• Stated exercise: Please write out all the records again, replacing "farthest from its outline" with "most distant from its edge" wherever it occurs and changing nothing else. Leave the pictures out.

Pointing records
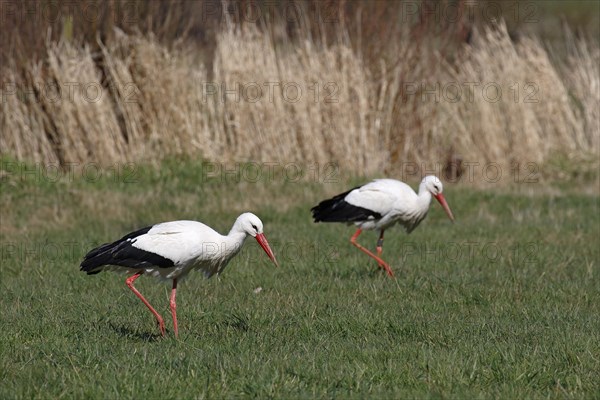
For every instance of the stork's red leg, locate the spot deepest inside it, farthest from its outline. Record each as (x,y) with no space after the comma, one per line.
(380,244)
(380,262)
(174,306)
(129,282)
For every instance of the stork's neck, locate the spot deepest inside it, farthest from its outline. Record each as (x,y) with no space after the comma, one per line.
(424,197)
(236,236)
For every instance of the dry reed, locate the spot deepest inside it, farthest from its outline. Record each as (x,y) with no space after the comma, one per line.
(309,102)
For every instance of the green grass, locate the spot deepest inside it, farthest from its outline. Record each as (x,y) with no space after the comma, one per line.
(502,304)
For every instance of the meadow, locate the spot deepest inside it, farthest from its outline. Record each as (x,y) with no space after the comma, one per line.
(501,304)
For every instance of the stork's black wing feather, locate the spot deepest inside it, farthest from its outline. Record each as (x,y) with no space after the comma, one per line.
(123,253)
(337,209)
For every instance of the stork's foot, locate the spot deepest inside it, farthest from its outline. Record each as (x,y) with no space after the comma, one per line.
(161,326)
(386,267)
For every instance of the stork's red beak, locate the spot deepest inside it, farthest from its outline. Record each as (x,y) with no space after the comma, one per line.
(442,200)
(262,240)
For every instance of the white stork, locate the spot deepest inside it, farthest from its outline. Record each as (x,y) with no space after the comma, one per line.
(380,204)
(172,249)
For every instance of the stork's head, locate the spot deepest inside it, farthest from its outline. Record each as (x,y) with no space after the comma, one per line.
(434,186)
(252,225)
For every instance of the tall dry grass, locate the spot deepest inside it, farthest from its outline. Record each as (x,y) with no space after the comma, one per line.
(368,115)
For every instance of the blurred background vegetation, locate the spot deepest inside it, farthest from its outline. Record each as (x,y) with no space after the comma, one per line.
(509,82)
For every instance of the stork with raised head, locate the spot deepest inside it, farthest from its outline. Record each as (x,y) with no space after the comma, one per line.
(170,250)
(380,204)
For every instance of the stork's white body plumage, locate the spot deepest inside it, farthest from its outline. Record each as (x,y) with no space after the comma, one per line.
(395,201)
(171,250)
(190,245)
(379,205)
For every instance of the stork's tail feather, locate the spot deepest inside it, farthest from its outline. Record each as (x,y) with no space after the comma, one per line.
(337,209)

• Written solution:
For every instance of the stork's red leg, locate the spot deepest inside it, most distant from its edge. Record each as (x,y) with no space after the comma, one per line.
(380,244)
(380,262)
(174,306)
(129,282)
For every instance of the stork's neck, locate the spot deepest inside it, most distant from its edge. Record each as (x,y) with no space after the comma, one per line.
(424,197)
(236,236)
For every instance of the dry reed, locate the spot deepest inside it, most distant from its edge. Record each as (x,y) with no space after the comma, one per line.
(309,102)
For every instance of the green grass, locate the spot deepest inside it, most distant from its edge. Record each as (x,y) with no space after the comma, one per line.
(502,304)
For every instance of the meadow, locate the spot deepest inside it, most distant from its edge. Record each as (x,y) with no space after the comma, one per line.
(501,304)
For every instance of the stork's black wing feather, locate the spot deepest inside it, most distant from its edge. Record each as (x,y) with no space after the comma, one per line.
(123,253)
(337,209)
For every instance of the stork's foot, locate the spot deepest inside it, most distant from its edge. Record each as (x,y) with no space after the comma, one per line.
(161,326)
(386,267)
For every instance of the stork's red beak, locate the spot deepest inside it, most distant from its edge. Record each as (x,y) with no space after the comma, one per line.
(442,200)
(262,240)
For every instance of the white stork, locate the spot deepest inside it, most distant from its edge. Record each as (x,y) with no space after the comma, one per line.
(380,204)
(172,249)
For every instance of the stork's head, locate the spot deepest inside it, most distant from its edge. Record each as (x,y) with no space after the comma, one per line.
(434,186)
(252,225)
For every instance of the tall dry grass, locate the spot deepest inside it, most distant from its edge. Record each as (x,y) with no space after the comma, one per line.
(368,115)
For every instance of the blurred background vegetation, locate the spot deepest inside it, most distant from its edge. Record each as (x,y) with no space after the comma, one per line.
(509,82)
For every instance of the stork with raised head, locate the spot deepest inside it, most distant from its edge. Record each as (x,y) with no space after the comma, one per line.
(170,250)
(380,204)
For every instance of the stork's white body plumage, locate the spot deepest inside it, most distant from its edge. Record each as (x,y) with no space after the comma, one per line.
(395,201)
(171,250)
(190,245)
(379,205)
For every instance of the stork's tail feather, locate the spot deepest inside it, most distant from its edge. Record each as (x,y) with no space after the comma, one per line.
(337,209)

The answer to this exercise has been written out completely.